"""

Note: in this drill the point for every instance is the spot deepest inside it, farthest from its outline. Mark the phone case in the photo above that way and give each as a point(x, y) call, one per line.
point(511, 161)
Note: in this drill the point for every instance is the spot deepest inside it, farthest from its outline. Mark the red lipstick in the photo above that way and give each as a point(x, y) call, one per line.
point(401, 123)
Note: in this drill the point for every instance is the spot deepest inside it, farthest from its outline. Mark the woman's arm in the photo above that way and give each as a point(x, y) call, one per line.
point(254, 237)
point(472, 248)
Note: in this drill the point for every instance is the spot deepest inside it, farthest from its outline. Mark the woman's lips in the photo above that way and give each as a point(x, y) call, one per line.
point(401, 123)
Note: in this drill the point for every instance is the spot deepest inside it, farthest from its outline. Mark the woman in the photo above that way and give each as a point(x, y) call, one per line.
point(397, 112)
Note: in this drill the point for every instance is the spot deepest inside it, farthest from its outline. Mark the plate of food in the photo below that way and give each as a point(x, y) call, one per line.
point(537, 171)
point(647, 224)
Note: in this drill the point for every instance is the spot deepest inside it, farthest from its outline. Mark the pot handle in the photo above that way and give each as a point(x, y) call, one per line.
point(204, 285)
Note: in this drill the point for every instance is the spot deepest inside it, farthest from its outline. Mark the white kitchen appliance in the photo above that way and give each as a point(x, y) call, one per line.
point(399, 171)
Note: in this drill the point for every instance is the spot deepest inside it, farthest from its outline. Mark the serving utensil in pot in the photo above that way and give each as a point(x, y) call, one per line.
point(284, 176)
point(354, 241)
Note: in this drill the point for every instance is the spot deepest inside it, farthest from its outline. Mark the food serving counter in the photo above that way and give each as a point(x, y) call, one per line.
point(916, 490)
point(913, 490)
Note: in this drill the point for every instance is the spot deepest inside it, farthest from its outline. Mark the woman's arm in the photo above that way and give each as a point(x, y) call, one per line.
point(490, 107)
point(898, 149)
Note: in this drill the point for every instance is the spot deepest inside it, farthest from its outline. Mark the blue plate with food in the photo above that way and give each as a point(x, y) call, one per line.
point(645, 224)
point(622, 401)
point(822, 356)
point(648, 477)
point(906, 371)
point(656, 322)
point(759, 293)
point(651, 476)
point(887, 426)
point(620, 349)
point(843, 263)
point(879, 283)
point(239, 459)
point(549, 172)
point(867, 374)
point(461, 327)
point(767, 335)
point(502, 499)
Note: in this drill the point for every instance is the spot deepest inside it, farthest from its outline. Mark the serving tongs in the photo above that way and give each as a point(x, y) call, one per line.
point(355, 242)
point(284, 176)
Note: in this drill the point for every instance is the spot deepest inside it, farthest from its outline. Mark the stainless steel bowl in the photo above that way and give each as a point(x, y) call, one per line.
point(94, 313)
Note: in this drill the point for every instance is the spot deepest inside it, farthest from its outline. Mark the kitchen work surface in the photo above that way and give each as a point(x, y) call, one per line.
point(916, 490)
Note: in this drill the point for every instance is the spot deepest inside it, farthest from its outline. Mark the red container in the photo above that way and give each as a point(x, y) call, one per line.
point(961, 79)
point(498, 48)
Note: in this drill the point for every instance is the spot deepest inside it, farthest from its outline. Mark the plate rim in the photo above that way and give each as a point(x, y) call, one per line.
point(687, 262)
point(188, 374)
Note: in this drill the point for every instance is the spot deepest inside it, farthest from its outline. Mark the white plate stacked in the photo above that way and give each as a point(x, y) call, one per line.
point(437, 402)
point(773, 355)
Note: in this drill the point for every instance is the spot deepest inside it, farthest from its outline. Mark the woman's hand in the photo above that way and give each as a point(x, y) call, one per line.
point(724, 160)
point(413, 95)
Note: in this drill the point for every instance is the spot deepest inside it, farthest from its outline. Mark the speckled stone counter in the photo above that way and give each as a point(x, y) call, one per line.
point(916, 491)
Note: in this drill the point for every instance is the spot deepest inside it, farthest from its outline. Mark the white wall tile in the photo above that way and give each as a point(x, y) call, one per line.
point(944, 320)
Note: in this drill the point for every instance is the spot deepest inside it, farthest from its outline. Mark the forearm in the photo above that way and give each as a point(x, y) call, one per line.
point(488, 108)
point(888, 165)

"""

- _Written instruction_
Rewrite all the items above, replacing every "drill" with "exercise" and leaving everything else unchanged.

- _Finished exercise_
Note: in this exercise the point for every instance is the spot deepest inside it, farthest from its outline. Mark the phone case in the photo above that way and give each as a point(x, y) call, one per line.
point(511, 161)
Note: in this exercise the point for every instance is the spot deepest inside it, farthest from its outline. Mark the red lipstick in the photo above that way and give each as a point(x, y) call, one per line.
point(401, 123)
Note: in this exercise the point for every instance is the spot deepest inside it, farthest from its outline. Mark the woman's arm in the photo above that way and give each as a point(x, y) call, one per line.
point(254, 237)
point(472, 248)
Note: in this exercise the point for every instance is the spot deepest inside it, farthest from its outline. Mark the woman's lips in the photo above that way and give each as a point(x, y) call, one per line.
point(401, 123)
Note: in this exercise the point for every instance is the spot deepest inside it, farthest from its outline. Mark the woman in the photo above that way and give each as a point(x, y) call, one per line.
point(397, 112)
Note: in this exercise the point for every instance is the spot deepest inside it, farthest from its outline. Mark the plate of food in the photo below that way and give each as a point(x, y) call, one per line.
point(537, 171)
point(647, 224)
Note: in this exercise the point for every instance is the spot deepest inside it, farthest from its outline. Mark the pot handle in the photo above that way and give each as a point(x, y) call, one per line.
point(204, 285)
Note: in this exercise the point for every instance is the spot deepest inside it, farthest from its outline. Mark the white kitchen appliance in the photo above that way and give each as a point(x, y) call, one per line.
point(399, 171)
Note: in this exercise the point for every instance is the spot deepest inside it, farthest from its outline. Mark the serving utensil in pot in the photo above that way and give each as a point(x, y) call, one per line.
point(284, 176)
point(354, 241)
Note: in this exercise the point for every instance is the spot deepest inside it, farthest from its outline. Mark the food serving counter in the photo above that way and give each as a point(x, y) call, one per line.
point(916, 490)
point(913, 490)
Note: in this exercise the point for every instance is the spot deepest inside it, farthest from its outline. Mark the woman's arm in the photo above that way and give each as a point(x, y) call, one per line.
point(490, 107)
point(898, 149)
Note: in this exercise the point for every instance is the spot deepest inside it, farthest from its outline. Mark the blue plate with food in the photo above that way and give each as a point(x, y) call, one per line.
point(645, 224)
point(622, 401)
point(822, 356)
point(648, 477)
point(906, 371)
point(656, 322)
point(759, 293)
point(651, 476)
point(887, 426)
point(620, 349)
point(843, 263)
point(879, 283)
point(239, 459)
point(549, 172)
point(867, 374)
point(461, 327)
point(767, 335)
point(502, 499)
Note: in this exercise the point for every instance is the spot deepest inside it, farthest from its outline. Mark the serving tongs in the photo above that way and give each as a point(x, y) call, one per line.
point(355, 242)
point(284, 176)
Note: in this exercise the point for every instance is the spot deepest inside it, farthest from its outline. Mark the stainless steel bowl in the photo above that way and give each as a point(x, y) call, one per line.
point(94, 313)
Note: in this exercise the point for every instance is the spot deepest inside it, farthest from its outline. Mark the kitchen work surface in the photo above that way and give each as a point(x, y) call, one per line.
point(916, 490)
Note: in this exercise the point for every instance is the spot deepest inside it, farthest from its outline. Mark the red container in the photo above that way and give each as a point(x, y) call, one per line.
point(961, 79)
point(498, 48)
Note: in this exercise the point for every instance is the spot deepest inside it, farthest from its outline. Mark the plate rim in the photo above that way and give each as a point(x, y) call, one per line.
point(687, 262)
point(188, 374)
Note: in this exercise the point for every instance is the spot deepest inside it, farthest from its outline. Mark the white plate stacked in the photo above that way and give each as a point(x, y) call, one per line.
point(437, 402)
point(773, 355)
Note: in this exercise the point for every instance is the spot deepest inside it, farthest from its outline. Mark the woman's hand in the photo above that way and give each as a point(x, y) call, one per line.
point(724, 160)
point(413, 95)
Note: in this exercise the point for every instance is the spot deepest inside it, farthest from its outline. Mark the speckled stone counter in the photo above that way and give each as a point(x, y) call, one per line.
point(916, 491)
Note: in this exercise the point for every instance is the spot deepest inside it, farthest from its outline. Mark the white wall tile in the photo above that way and give each as a point(x, y) call, one per line.
point(944, 320)
Note: in this exercise the point for every instance is the spot deepest inside it, farthest from its outline. Mark the forearm in the photo above that way and give each as a point(x, y) call, one per line.
point(488, 108)
point(888, 165)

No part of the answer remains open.